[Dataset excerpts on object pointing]
• • • • •

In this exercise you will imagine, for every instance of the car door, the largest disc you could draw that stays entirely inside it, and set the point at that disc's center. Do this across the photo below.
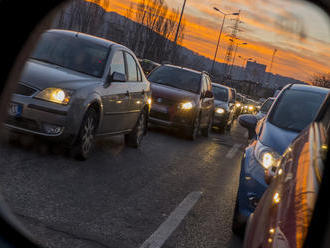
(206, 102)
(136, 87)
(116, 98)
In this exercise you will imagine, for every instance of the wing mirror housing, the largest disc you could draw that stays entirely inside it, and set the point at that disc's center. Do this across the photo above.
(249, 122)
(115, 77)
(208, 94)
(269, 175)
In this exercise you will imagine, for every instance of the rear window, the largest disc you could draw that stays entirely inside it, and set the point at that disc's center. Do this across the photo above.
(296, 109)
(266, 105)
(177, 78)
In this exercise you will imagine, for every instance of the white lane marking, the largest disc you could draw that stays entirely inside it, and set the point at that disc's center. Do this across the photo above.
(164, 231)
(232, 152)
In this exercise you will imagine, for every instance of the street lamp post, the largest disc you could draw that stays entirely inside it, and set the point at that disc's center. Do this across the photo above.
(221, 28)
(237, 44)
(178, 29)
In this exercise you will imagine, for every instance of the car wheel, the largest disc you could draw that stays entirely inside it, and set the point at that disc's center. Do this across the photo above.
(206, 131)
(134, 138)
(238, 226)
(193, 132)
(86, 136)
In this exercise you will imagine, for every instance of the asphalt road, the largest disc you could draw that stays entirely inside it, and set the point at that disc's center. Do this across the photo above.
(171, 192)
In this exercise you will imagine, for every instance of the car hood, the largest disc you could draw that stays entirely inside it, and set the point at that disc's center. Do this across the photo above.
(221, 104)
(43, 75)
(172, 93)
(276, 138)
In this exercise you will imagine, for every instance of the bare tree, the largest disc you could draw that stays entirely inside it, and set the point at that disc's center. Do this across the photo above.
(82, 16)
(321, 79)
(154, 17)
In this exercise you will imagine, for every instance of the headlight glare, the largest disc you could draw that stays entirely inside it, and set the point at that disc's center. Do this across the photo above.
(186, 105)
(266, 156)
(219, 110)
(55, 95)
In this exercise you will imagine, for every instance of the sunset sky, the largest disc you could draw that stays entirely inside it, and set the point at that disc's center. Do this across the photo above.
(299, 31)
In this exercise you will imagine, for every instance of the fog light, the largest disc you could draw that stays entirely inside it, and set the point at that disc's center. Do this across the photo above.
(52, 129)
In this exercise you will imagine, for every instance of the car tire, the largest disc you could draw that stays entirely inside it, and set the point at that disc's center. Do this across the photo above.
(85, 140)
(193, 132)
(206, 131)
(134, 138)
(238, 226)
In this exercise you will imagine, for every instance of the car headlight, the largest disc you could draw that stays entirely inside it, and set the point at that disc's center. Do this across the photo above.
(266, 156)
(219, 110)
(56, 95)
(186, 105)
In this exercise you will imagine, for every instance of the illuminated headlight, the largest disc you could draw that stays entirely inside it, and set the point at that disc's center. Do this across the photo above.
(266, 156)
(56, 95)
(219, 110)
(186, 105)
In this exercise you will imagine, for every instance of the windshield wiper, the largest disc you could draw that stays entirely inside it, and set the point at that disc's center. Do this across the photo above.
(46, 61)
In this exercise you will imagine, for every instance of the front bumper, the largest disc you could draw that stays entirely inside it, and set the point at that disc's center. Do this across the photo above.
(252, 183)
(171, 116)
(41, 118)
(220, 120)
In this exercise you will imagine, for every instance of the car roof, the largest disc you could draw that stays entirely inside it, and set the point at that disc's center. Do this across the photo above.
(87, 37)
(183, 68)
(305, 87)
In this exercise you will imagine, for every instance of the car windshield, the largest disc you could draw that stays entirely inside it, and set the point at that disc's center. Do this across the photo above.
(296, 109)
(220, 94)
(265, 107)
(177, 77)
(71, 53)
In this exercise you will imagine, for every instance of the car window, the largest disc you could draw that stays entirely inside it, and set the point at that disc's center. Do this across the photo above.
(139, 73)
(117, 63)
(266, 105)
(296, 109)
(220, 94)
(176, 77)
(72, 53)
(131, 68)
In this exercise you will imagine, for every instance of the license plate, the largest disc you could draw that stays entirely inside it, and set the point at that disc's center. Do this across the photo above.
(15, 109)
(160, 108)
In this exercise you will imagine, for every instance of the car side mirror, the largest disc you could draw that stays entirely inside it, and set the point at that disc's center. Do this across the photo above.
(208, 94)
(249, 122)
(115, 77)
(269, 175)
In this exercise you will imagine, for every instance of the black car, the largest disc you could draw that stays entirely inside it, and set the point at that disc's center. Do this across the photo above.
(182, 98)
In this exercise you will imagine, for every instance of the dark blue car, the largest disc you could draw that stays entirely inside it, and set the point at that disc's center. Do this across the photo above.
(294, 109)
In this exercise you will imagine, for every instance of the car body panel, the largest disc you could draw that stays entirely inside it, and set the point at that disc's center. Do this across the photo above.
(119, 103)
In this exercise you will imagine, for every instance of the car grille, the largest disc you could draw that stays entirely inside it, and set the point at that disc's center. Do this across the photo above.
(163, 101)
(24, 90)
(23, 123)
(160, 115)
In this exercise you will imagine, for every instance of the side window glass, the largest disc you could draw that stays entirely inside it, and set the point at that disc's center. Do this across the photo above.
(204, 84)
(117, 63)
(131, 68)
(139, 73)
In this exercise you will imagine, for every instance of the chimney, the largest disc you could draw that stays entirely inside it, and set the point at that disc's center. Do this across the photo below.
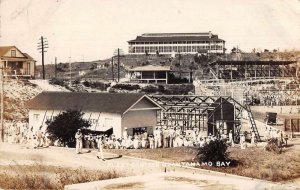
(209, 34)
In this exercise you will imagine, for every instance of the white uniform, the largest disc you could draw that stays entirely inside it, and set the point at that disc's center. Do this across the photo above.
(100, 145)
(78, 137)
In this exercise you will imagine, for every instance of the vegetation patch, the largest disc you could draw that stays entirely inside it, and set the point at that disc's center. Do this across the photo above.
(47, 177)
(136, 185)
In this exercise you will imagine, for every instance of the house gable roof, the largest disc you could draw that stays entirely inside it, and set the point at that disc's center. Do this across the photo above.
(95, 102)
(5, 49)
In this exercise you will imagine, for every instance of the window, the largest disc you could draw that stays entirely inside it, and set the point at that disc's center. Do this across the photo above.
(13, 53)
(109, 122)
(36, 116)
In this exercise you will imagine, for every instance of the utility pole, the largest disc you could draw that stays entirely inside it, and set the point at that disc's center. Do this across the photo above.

• • • • •

EXERCISE REQUIREMENTS
Set the listing down in full and exactly. Pictures within it should not appear in the copy.

SOLVED PROBLEM
In this exercise you will imagine, for every instance of the car door, the largest disc you could draw that stays entirely inside it, and set the point at that disc's center. Do this across the photo below.
(206, 102)
(136, 87)
(116, 98)
In this exercise you will imagine, for every instance of the wing mirror housing, the largest disc you could draw that stays entirely inside it, and set the point at that disc's center. Do this across the photo above.
(249, 122)
(115, 77)
(208, 94)
(269, 175)
In this exercise you will imagine, for every instance of the rear window, the largest disc you could draw that stays entirely inside it, and set the point at that disc's center. Do this across the photo above.
(296, 109)
(266, 105)
(177, 78)
In this exercise you will imagine, for every instance of the white lane marking, the largest disc you could draw that stays entirely inside it, and set the point at that disc's center. Do this across the photo above.
(164, 231)
(232, 152)
In this exercise you will imagine, for every instance of the street lamp post, the largest disc you could draw that stays entirely inside it, and set the point at that disc's center. Do this across the photo above.
(221, 28)
(237, 44)
(178, 29)
In this exercise you will imagine, for every instance of the car wheel, the largest disc you could draw that stays entirely inside it, and set the point at that disc's center. Do this across the photo above.
(206, 131)
(134, 138)
(238, 226)
(193, 132)
(86, 136)
In this exercise you will imagine, for every instance of the asphalt road, the largest disc you could draw that stays entirely inside it, and set the point at that disc's center. Do this across the photo above.
(171, 192)
In this exercise you will imagine, for every instance of the car hood, the largest disc you could draw that stays entirely inside it, and set the point at that disc's center. Do this across the photo above.
(221, 104)
(43, 75)
(172, 93)
(276, 138)
In this exercise you will imagine, for every instance of the bare tree, the largest disc you could draw that stays entirely inside it, and set the point at that disc's center. Do this across the photo above.
(82, 16)
(321, 79)
(154, 17)
In this exercise you will imagine, for every instance of the headlight glare, the largest disc you could draw that stays entirely inside it, and set the point at that disc's center. Do this across the photo above.
(186, 105)
(266, 156)
(219, 110)
(55, 95)
In this exercise you will imagine, for every instance of the sunset sky, the largest disc you could draw that stays entirely inside it, and set the point at that disc's center. Do this across the photo above.
(299, 31)
In this exercise you will imagine, for every instance of the fog light, the largest disc you could draw that stays entirely inside it, and set the point at that disc's center. Do this across the photo above.
(52, 129)
In this exercise you will imagine, for every instance of the car tire, the largest disc you could draw that stays entirely inside it, and set the point at that disc's center. Do this across the photo above.
(85, 140)
(193, 132)
(206, 131)
(134, 138)
(238, 226)
In this exercise you will imagine, for every instance of the car headlight, the largest disc you could draw that stays entirely inside it, and set the point at that disc's center. Do this across the photo above.
(266, 156)
(219, 110)
(56, 95)
(186, 105)
In this exercise you will imagine, for every instance of the illuminated headlight, the largest disc you could draw that stays entirely inside it, and set the point at that disc's center. Do this across the photo above.
(266, 156)
(56, 95)
(219, 110)
(186, 105)
In this exercise you will imagine, for every instance of the windshield wiper, the largest disc you could draw that stays entirely inside it, and set the point at that disc's center. Do this across the photo above.
(46, 61)
In this exercise you will imagine, for every instance of the front bumper, the largest disc you could draw that stays entirely inside it, and set the point at that disc's center. Do this across the photo above.
(252, 183)
(171, 116)
(41, 118)
(220, 120)
In this exercise you will imagine, for every instance of the car roof, the largest disc you could draw that stays entirely inside it, and set the point at that disc's center. Do this across the photo above.
(87, 37)
(183, 68)
(305, 87)
In this exercise you will imagine, for every instance of the car windshield, the largest disc you could draw that stays entirely inside it, and set the point at that disc's center. Do this across the photo above.
(296, 109)
(220, 94)
(265, 107)
(177, 77)
(71, 53)
In this exercise you will imagine, for every instance of the car window, the largest disc you could draw that stays entirely inside it, and set the point at that disc's center. Do this across the photo above.
(139, 73)
(117, 63)
(266, 105)
(296, 109)
(220, 94)
(176, 77)
(72, 53)
(131, 68)
In this exercise you will imagine, for every instance of the license plate, the largest disc you could draw that stays entirely inside it, and set the point at that disc's center. Do this across the photo above.
(15, 109)
(160, 108)
In this exercise you will imagine, for every instance of the car side mirror, the largest disc you could draw that stays entirely inside it, and set the point at that disc's center. Do this across the photo above.
(208, 94)
(249, 122)
(115, 77)
(269, 175)
In this exercise you will imagine, for every instance of the black car, the largest disc you could draw that stays entirely inside it, and set the point at that disc's center. Do this across the photo above.
(182, 98)
In this exercise you will imagine, for every instance of the dark blue car, the largest disc you could draw that stays entirely inside it, and set the point at that disc's center. Do this across the photo above.
(294, 109)
In this exercise you will imagine, for every instance of the car body panel, the largest disc you could draw that stays entirely inside it, and set the point at that disc's center. Do this across the photo above.
(119, 103)
In this exercise you will imagine, for every instance of the car grille, the largest disc you could draw that stays entirely inside it, and set the point at that disc's center. Do this across the photo above.
(163, 101)
(24, 90)
(23, 123)
(160, 115)
In this exercise you will imagine, for every instance of the side window glass, the largest disc you could draw that stays entirely inside it, and set the point at that disc's center. Do this across the photo above.
(204, 84)
(117, 63)
(131, 68)
(139, 73)
In this exercise you will imagine, for every instance of the chimney, the largest disc you could draw that stays entirely inside it, and set the point at that disc's center. Do this across the photo below.
(209, 34)
In this exercise you will imagine, for every instance of the white uniform, the largest disc you could draw that stays entirely inside it, and set the point at that disc's center. Do this across the photo above.
(100, 145)
(78, 137)
In this exercise you will imagine, for every instance of the vegetation patch, the largest disc you could draw that stays entirely inside it, and set the point at that disc's center. Do this across the photo above.
(47, 177)
(136, 185)
In this exercise you will imagine, for every instance of the house gable roof, the largest disc you could draw that stays entirely inside it, and set the point at that disc's center. Do this across the photo above.
(95, 102)
(5, 49)
In this exercise you will imagine, for every instance of the window, the largest disc you could draw that stays entirely inside it, and set the point at that disc's center. Do this across the photo above.
(13, 53)
(109, 122)
(36, 116)
In this exercise you will imagine, for every instance of the utility pole, the largest disc you could draw that stays entirely inside it, and set the point at that disc's center. Do this across the photo above.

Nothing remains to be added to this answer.